| Work to be completed |
In the entries below, every line with the string "door" is to be reported.

Data extracted from a collection

= Beginning of Section =

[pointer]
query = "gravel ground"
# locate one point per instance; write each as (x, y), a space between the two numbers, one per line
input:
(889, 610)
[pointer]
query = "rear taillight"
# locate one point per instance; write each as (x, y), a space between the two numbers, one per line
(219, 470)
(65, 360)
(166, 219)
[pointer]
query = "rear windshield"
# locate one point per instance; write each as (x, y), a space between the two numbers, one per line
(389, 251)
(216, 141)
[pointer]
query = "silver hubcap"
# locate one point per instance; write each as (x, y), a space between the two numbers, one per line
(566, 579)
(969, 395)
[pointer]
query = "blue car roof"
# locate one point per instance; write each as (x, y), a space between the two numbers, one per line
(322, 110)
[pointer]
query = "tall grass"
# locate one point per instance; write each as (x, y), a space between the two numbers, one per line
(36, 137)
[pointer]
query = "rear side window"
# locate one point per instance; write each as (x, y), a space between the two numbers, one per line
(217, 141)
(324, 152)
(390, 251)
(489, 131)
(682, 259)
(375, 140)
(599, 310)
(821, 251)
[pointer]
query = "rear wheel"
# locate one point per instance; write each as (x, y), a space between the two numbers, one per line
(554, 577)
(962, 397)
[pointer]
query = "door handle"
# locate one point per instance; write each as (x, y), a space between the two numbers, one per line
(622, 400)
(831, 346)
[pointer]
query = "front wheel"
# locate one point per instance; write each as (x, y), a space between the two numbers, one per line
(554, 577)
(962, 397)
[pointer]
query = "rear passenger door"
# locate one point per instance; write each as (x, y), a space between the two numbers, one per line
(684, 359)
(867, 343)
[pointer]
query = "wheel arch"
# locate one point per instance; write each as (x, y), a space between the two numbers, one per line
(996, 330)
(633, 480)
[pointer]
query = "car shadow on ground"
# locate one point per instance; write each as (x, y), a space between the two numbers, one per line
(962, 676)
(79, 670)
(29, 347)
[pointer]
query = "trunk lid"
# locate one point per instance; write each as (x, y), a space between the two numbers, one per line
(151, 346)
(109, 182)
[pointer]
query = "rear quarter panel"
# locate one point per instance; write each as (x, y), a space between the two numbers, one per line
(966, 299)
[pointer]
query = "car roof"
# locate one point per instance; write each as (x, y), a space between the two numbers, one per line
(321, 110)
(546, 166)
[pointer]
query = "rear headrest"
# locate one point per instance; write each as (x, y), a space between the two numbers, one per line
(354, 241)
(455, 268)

= End of Section =

| Task output |
query = "door handle"
query = "rear passenger door"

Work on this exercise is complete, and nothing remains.